--- PROBLEM STATEMENT ---
Copy every line from the start of the items through the line containing "[[[105,198],[106,243],[138,242],[138,184],[131,180],[114,183]]]", requests included. Offset each coordinate in the answers by adding 116 to it.

BEGIN PROVIDED DATA

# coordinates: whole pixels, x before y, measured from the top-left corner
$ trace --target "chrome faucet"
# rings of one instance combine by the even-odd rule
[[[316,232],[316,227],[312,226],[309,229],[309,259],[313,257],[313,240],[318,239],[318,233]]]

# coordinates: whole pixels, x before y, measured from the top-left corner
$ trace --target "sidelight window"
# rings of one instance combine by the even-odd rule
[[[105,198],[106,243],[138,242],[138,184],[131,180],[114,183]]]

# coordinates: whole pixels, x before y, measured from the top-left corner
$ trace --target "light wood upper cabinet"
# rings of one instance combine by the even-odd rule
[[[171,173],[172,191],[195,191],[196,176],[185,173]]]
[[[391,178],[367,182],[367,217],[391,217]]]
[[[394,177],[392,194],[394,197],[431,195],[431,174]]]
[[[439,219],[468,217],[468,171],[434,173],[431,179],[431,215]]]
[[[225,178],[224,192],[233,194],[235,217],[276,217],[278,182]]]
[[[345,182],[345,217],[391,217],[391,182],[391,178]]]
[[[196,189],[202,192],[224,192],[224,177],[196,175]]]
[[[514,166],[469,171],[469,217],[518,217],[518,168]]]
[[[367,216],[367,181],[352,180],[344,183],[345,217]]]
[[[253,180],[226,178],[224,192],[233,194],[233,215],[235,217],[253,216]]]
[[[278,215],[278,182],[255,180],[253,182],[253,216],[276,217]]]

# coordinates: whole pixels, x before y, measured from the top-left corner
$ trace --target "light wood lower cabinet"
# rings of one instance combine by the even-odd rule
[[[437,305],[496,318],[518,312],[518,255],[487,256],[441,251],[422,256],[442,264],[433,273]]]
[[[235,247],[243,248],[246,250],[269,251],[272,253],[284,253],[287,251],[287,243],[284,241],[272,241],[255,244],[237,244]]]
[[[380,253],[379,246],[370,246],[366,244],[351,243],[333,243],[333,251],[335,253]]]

END PROVIDED DATA

--- RESULT OF THIS TASK ---
# coordinates: whole pixels, x before y, measured from the top-left corner
$ trace --target "chrome faucet"
# rings of one instance combine by the even-odd rule
[[[432,348],[432,343],[428,342],[425,345],[425,375],[429,373],[429,356],[434,355],[434,349]]]

# coordinates: whole pixels, x before y, measured from the top-left corner
$ trace --target "sidelight window"
# rings of one instance combine by the even-odd rule
[[[221,314],[222,359],[254,358],[254,300],[247,296],[230,299]]]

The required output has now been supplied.